What this task involves
Please return, unchanged, the lines of the items from the one containing "Task: for every instance of the white dress" through the end of the items, including both of those lines.

────────────────────

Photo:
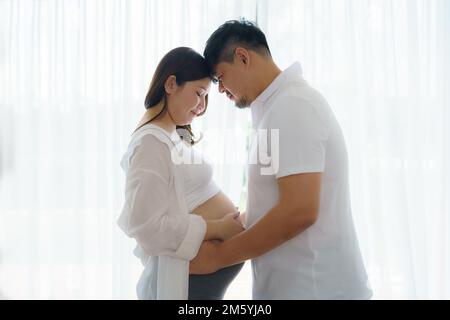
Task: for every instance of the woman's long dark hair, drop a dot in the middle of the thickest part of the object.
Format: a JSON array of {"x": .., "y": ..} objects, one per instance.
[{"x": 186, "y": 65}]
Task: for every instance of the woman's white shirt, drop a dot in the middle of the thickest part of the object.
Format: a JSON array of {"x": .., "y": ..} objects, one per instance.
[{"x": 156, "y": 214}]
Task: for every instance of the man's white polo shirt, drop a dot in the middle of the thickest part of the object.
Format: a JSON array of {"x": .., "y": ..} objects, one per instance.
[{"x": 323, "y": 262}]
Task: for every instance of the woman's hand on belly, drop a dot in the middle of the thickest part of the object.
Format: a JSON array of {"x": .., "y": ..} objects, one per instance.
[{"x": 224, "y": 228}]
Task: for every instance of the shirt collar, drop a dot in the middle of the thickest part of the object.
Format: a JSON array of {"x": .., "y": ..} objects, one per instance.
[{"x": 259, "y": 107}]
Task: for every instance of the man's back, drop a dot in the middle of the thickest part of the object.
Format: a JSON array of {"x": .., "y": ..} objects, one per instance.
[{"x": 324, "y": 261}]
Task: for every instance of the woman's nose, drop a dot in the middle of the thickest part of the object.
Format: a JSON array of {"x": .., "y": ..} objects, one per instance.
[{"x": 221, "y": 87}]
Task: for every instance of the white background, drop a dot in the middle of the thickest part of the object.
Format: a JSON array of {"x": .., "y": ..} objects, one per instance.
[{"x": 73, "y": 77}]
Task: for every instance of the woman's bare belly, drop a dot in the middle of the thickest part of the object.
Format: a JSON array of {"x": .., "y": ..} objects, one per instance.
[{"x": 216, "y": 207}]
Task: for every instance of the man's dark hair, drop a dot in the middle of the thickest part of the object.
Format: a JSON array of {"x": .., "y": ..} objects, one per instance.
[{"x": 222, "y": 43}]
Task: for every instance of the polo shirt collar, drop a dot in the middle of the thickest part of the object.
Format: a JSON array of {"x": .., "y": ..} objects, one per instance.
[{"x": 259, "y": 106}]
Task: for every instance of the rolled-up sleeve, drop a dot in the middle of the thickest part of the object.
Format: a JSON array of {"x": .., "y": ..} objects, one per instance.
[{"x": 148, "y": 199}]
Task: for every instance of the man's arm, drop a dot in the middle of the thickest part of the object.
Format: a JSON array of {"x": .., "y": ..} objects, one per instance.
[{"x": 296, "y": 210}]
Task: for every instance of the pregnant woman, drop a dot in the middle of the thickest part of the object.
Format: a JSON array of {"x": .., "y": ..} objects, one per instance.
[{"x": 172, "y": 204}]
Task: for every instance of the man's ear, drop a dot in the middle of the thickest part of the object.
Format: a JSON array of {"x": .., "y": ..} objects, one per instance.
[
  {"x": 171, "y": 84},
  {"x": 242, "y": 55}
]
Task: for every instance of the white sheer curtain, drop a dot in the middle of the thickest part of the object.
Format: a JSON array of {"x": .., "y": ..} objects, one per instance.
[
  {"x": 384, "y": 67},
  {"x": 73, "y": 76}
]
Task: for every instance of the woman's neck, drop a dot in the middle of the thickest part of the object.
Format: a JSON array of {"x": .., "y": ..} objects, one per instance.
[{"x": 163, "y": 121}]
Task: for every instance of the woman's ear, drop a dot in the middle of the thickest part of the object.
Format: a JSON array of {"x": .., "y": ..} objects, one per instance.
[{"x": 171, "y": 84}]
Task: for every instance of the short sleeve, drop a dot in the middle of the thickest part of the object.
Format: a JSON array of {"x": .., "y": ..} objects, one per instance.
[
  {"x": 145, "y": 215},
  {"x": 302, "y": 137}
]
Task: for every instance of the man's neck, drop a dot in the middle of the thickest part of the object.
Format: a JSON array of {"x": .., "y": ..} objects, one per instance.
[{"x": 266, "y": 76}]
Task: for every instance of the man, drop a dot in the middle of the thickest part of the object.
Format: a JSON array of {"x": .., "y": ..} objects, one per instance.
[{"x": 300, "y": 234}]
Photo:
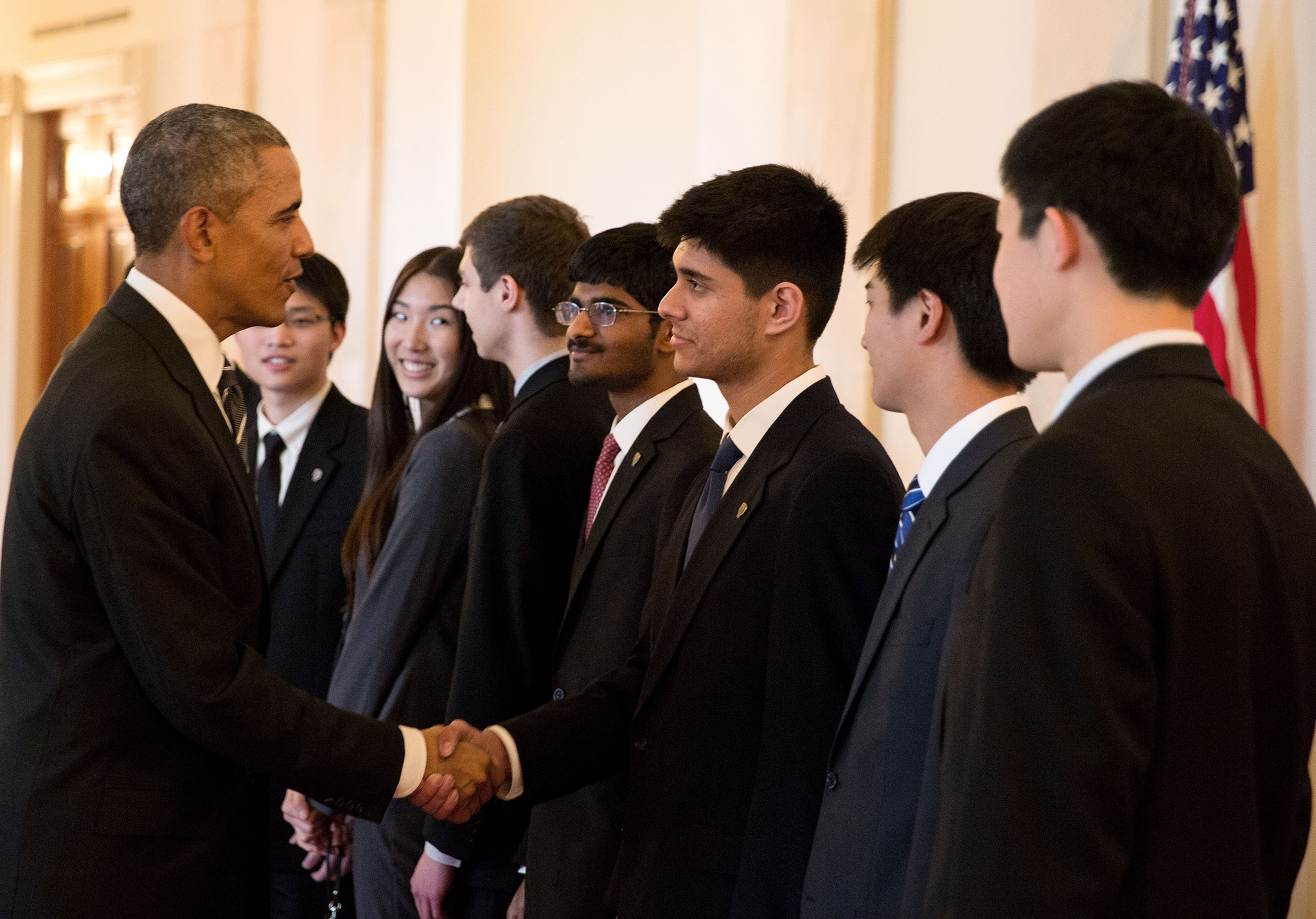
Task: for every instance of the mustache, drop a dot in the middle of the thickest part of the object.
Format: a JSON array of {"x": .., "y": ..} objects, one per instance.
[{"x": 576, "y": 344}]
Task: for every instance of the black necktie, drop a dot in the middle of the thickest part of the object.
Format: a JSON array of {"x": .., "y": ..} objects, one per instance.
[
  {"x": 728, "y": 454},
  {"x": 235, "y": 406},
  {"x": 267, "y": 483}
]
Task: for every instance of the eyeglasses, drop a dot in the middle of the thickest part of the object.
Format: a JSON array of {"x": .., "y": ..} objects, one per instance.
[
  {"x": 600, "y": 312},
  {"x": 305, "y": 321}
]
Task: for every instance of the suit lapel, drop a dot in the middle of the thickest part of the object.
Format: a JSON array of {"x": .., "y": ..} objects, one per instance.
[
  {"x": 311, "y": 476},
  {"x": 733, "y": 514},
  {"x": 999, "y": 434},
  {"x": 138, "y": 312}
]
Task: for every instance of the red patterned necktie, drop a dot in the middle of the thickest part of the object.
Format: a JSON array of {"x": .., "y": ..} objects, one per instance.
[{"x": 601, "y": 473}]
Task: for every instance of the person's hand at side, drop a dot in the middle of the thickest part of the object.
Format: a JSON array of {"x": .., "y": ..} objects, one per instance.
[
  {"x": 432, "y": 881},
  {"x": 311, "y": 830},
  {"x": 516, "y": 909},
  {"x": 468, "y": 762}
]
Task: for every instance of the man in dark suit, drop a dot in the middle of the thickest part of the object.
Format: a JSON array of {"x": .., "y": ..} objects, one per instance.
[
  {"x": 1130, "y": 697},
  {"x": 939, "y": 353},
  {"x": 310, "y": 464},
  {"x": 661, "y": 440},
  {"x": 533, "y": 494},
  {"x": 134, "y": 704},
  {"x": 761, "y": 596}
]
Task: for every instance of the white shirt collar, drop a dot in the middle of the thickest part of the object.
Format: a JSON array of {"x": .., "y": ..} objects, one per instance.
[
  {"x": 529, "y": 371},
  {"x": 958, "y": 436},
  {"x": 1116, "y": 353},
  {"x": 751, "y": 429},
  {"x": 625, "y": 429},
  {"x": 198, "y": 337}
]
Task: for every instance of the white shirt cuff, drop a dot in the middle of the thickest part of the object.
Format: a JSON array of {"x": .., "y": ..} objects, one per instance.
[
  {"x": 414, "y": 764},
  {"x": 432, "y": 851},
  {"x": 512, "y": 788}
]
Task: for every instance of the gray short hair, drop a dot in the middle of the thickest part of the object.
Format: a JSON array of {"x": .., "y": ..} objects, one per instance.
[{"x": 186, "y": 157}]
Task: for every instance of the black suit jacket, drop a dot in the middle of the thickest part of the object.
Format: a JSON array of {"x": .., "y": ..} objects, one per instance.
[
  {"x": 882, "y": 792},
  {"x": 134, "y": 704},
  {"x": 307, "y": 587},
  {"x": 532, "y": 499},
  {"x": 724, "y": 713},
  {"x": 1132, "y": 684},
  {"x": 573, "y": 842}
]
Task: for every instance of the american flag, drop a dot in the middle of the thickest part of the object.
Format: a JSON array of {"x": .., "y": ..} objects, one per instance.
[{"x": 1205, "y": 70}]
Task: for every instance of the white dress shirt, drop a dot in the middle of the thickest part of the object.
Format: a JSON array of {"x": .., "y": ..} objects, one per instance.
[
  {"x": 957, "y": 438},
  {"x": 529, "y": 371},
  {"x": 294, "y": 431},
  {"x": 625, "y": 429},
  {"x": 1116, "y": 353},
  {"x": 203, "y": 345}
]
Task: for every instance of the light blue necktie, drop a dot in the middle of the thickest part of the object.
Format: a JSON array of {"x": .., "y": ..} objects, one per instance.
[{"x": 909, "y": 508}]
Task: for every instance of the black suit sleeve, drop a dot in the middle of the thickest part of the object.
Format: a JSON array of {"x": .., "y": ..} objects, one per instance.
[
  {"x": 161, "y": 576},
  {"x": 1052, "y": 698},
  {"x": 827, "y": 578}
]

────────────────────

Task output
Task: for every instance of the white dress shirt, drop a dot in the middle of the thickest part of the object.
Format: a JSON array of {"x": .., "y": ..} objects, one per instance.
[
  {"x": 957, "y": 438},
  {"x": 529, "y": 371},
  {"x": 294, "y": 431},
  {"x": 625, "y": 429},
  {"x": 1116, "y": 353},
  {"x": 203, "y": 345}
]
Task: for every instance of the light blue necktie, drop a dot in the middle of the thickest part of the object.
Format: a JSON array of {"x": .., "y": ..} objects, one per instance.
[{"x": 909, "y": 508}]
Task: for every instance of the black suit sleeve, drop a dot in the middle of the thickest part of the object.
Format: a JSON array of {"x": .., "y": ..} objects, one per instance.
[
  {"x": 161, "y": 576},
  {"x": 1052, "y": 698},
  {"x": 827, "y": 578}
]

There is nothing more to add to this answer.